Page text start

The invention relates to antennas for use in portable communications devices such as mobile telephones. Portable communications devices are required to be compact in size, which is a requirement that applies to every component of the devices, including the antenna. Modern mobile telephones use two or more distinct frequency bands, and preferably one and the same antenna is required to operate in all frequency bands used by the telephone.
Currently, most mobile telephones use one or more of the following three frequency bands: the GSM band centred on the frequency 900 MHz, the DSC band centred on 1800 MHz, and the PCS band centred on 1900 MHz. The 900 MHz and 1800 MHz frequency bands are separated by one octave, whereas the 1800 MHz and 1900 MHz frequency bands are separated by only a fraction of one octave. In many mobile telephones using the 900 MHz and 1800 MHz frequency bands the antenna has separate portions tuned to respective ones of the two frequency bands, since it is not considered feasible to have one and the same portion of the antenna tuned to a frequency band of more than one octave with a relatively large unused frequency band between the useful frequency bands.
On the other hand, the two U.S. patent applications Ser. Nos. 09/112152 and 09/212259 describe attempts having been made to have one and the same portion of the antenna cover both high frequency bands centred on 1800 MHz and 1900 MHz with a lower frequency limit of 1710 MHz and an upper frequency limit of 1990 MHz—a bandwidth of 280 MHz. The improvement in bandwidth is obtained at the expense of antenna gain.
It is the object of the invention to provide an antenna, which is usable in at least three frequency bands and which has a minimum loss, ie maximum gain in all frequency bands.
The invention provides an antenna for use in eg portable communications devices such as mobile telephones. The antenna is useful in a low frequency band and two high frequency bands, where the two high frequency bands are relatively closer to each other than to the low frequency band. The antenna is thus effectively a triple band antenna, and a mobile telephone having such an antenna is thus useful in three frequency bands such as the above identified three frequency bands centred on 900 MHz, 1800 MHz and 1900 MHz respectively. However, the invention is not restricted to the use in the above-identified frequency bands, but will be suitable for use in existing and future frequency bands as well.
FIG. 1 schematically shows a known dual band antenna electrically connected to a printed circuit board,
FIG. 2 schematically shows a preferred embodiment of a triple band antenna of the invention electrically connected to a printed circuit board,
FIG. 3 is an end view of the antenna and printed circuit board of FIG. 2,
FIG. 4 schematically shows the printed circuit board with the antenna in FIG. 2, and
FIG. 5 is a diagram showing a typical return loss for an antenna according to the invention.

Page text end

### Your tasks:
**a.** Return the antenna passage word for word, beginning at the words "Currently, most mobile" and stopping after the words "useful frequency bands.".
**b.** Retype the lines of the records verbatim, beginning at the line that has "Mark each instance of the fuzzy" and stopping after the final line of the records.

Stored rows start

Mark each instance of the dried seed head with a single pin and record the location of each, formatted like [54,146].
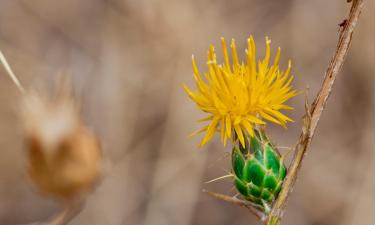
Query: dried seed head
[64,156]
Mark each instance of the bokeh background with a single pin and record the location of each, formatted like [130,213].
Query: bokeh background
[128,59]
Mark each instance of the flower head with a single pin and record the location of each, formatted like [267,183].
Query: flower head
[241,95]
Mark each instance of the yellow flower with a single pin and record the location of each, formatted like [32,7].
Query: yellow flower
[240,95]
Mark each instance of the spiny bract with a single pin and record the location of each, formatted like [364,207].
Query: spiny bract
[240,95]
[258,171]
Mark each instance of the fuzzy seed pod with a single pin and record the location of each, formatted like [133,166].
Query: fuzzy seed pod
[64,157]
[258,171]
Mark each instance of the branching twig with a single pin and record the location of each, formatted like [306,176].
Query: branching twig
[311,120]
[260,215]
[313,115]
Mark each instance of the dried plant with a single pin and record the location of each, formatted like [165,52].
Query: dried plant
[257,167]
[64,156]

Stored rows end

### Results for each task:
**a.**
Currently, most mobile telephones use one or more of the following three frequency bands: the GSM band centred on the frequency 900 MHz, the DSC band centred on 1800 MHz, and the PCS band centred on 1900 MHz. The 900 MHz and 1800 MHz frequency bands are separated by one octave, whereas the 1800 MHz and 1900 MHz frequency bands are separated by only a fraction of one octave. In many mobile telephones using the 900 MHz and 1800 MHz frequency bands the antenna has separate portions tuned to respective ones of the two frequency bands, since it is not considered feasible to have one and the same portion of the antenna tuned to a frequency band of more than one octave with a relatively large unused frequency band between the useful frequency bands.

**b.**
Mark each instance of the fuzzy seed pod with a single pin and record the location of each, formatted like [133,166].
Query: fuzzy seed pod
[64,157]
[258,171]
Mark each instance of the branching twig with a single pin and record the location of each, formatted like [306,176].
Query: branching twig
[311,120]
[260,215]
[313,115]
Mark each instance of the dried plant with a single pin and record the location of each, formatted like [165,52].
Query: dried plant
[257,167]
[64,156]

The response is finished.